» WHAT YOU ARE ASKED TO DO: Before anything else, copy every record below exactly as it stands.
*** Opening of DATA FOR THIS EXERCISE ***
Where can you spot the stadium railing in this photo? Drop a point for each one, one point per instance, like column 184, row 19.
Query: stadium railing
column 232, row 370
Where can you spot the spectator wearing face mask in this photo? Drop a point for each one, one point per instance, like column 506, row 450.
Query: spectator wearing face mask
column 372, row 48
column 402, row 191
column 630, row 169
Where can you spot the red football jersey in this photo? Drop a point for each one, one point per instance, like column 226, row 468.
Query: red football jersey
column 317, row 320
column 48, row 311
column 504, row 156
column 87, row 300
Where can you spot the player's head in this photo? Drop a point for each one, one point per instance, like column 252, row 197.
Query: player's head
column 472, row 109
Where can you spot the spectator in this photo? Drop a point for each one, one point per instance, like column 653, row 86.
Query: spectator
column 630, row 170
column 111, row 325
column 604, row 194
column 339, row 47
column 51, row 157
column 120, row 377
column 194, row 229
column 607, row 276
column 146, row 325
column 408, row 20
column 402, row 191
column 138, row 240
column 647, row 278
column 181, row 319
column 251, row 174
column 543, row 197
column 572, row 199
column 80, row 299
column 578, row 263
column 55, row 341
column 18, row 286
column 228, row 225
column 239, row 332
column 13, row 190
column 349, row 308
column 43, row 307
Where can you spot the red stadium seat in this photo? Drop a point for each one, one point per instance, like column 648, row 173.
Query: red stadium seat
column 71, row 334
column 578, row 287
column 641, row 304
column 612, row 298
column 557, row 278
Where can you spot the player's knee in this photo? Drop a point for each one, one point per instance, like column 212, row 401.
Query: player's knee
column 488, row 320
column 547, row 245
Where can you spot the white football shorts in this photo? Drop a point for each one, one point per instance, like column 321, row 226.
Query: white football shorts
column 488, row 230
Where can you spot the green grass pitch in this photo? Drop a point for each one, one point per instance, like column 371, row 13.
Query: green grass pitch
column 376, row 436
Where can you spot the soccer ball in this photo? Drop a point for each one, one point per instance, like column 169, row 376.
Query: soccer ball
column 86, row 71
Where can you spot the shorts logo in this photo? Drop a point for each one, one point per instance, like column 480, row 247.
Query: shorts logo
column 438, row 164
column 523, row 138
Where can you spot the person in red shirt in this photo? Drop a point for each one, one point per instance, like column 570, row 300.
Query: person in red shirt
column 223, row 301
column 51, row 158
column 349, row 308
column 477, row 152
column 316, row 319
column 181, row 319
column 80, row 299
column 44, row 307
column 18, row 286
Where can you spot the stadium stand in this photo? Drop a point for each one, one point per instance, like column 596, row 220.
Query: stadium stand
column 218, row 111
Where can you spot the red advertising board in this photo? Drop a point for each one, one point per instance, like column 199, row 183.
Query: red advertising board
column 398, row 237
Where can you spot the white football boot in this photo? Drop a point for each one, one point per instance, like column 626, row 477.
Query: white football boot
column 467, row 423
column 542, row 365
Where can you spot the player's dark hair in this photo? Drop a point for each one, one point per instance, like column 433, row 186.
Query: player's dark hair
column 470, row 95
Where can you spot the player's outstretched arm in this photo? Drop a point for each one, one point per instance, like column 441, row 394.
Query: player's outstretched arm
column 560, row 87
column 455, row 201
*** Close of DATA FOR THIS EXERCISE ***
» ANSWER BELOW:
Where can you spot the stadium railing in this photo? Drop a point for each one, one point per instance, like column 184, row 19.
Query: stadium railing
column 232, row 370
Where can you spot the spectator wearing face mask in this photo? Drop a point for each one, one point per instance, like column 506, row 450.
Query: spectator wearing face mask
column 372, row 48
column 402, row 191
column 630, row 169
Where can you spot the red football jersey in this photo? Drop a point for each one, one point per instance, like column 226, row 468.
Query: red football jersey
column 317, row 320
column 48, row 311
column 504, row 156
column 87, row 300
Where can you spot the player's head in this photo? Drop a point for each one, one point per instance, like column 252, row 197.
Query: player's head
column 472, row 109
Where can you spot the spectator in this photo? Drop a point for each one, one point per instance, like column 653, row 86.
Query: spectator
column 630, row 170
column 111, row 325
column 604, row 194
column 339, row 47
column 51, row 157
column 120, row 377
column 194, row 229
column 607, row 276
column 146, row 325
column 408, row 20
column 402, row 191
column 138, row 240
column 647, row 278
column 181, row 319
column 251, row 174
column 543, row 197
column 572, row 199
column 80, row 299
column 578, row 263
column 55, row 341
column 18, row 286
column 228, row 225
column 239, row 332
column 13, row 190
column 349, row 308
column 43, row 307
Where can you spot the red stadium seat in this photo? Drop a point for each one, one point per instance, like column 648, row 173.
Query: red stadium seat
column 71, row 334
column 578, row 287
column 641, row 304
column 612, row 298
column 557, row 278
Where can you spot the player's knee in this photo? Drop a point for each one, one point per instance, like column 212, row 401.
Query: player's knee
column 488, row 320
column 547, row 245
Where can you spot the white football shorts in this photo? Drop a point for each one, one point per instance, like column 321, row 226.
Query: white football shorts
column 488, row 230
Where can you spot the green grass pitch in this photo? Drop a point for each one, one point per instance, like column 371, row 13.
Query: green grass pitch
column 376, row 436
Where can you spot the soccer ball in this photo? Drop a point for each one, one point per instance, like column 169, row 376.
Query: soccer ball
column 86, row 71
Where can you spot the shorts logo in this photo? Drop a point for each one, one point per instance, like column 480, row 247.
Query: shorts logo
column 438, row 164
column 523, row 138
Where can you spot the person in red shirt in this photo? Drop a point for each one, one point per instance, like column 570, row 300.
Query: person in red shirt
column 223, row 301
column 51, row 158
column 349, row 308
column 477, row 152
column 316, row 319
column 181, row 319
column 80, row 299
column 44, row 307
column 18, row 286
Where can you spot the stadium stand in this photo? Drop a point for each one, one point per instance, like column 596, row 220.
Query: stadium stand
column 218, row 111
Where can you spot the red advertising board in this photo? Drop a point for each one, one point per instance, like column 199, row 183.
Query: red advertising board
column 398, row 237
Where can you spot the white football boot in this photo? Drop a point for each one, one point per instance, like column 626, row 477.
Query: white football boot
column 467, row 423
column 542, row 365
Where can you spot the player's dark hair in this photo? Drop a point for each one, one point per instance, like column 433, row 186.
Query: player's dark hair
column 470, row 95
Where can you spot the player's outstretched arm in this photo? Drop a point for each one, one point per instance, like column 441, row 394.
Query: player's outstretched arm
column 560, row 87
column 455, row 201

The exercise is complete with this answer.